==== INFORMATION
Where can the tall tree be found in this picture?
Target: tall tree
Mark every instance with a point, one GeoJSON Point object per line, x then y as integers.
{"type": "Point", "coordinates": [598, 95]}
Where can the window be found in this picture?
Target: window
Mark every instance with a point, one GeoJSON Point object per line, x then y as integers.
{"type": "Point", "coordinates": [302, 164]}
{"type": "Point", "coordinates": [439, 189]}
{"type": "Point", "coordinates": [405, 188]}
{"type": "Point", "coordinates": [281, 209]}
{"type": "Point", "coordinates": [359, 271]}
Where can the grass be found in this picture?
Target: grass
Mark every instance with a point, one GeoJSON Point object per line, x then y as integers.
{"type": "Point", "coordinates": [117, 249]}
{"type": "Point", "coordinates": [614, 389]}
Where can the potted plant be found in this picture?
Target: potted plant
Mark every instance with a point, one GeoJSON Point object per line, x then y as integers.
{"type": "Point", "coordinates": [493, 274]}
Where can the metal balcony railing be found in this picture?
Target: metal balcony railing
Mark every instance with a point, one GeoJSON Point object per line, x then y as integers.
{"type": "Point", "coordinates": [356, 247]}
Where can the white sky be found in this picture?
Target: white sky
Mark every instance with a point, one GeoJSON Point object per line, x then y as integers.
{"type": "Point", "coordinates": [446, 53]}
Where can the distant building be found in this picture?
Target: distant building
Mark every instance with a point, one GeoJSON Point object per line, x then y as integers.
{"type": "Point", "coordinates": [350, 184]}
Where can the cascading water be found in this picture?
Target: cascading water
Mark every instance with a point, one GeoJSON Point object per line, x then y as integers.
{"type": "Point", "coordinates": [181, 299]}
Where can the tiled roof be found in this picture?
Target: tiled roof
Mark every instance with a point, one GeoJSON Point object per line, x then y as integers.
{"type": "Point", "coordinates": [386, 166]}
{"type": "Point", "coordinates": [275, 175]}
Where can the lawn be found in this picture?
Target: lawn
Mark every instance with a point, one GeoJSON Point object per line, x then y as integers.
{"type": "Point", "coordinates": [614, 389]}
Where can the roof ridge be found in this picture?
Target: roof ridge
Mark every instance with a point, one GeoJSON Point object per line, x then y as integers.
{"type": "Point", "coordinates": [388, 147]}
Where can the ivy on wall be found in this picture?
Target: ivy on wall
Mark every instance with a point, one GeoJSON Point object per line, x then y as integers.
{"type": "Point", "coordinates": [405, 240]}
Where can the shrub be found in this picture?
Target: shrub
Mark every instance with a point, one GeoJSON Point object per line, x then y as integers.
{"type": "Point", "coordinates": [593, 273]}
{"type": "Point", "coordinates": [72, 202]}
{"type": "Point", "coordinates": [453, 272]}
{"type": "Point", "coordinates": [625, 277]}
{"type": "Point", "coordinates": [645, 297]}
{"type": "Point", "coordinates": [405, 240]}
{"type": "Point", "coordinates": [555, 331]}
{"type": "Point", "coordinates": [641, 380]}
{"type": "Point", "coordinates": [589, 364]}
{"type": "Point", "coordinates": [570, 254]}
========
YOUR INSTRUCTIONS:
Locate the word "metal" in the data above. Copy every line carrying it.

SOLUTION TO THE EXERCISE:
Where can the metal balcony railing be found in this picture?
Target: metal balcony railing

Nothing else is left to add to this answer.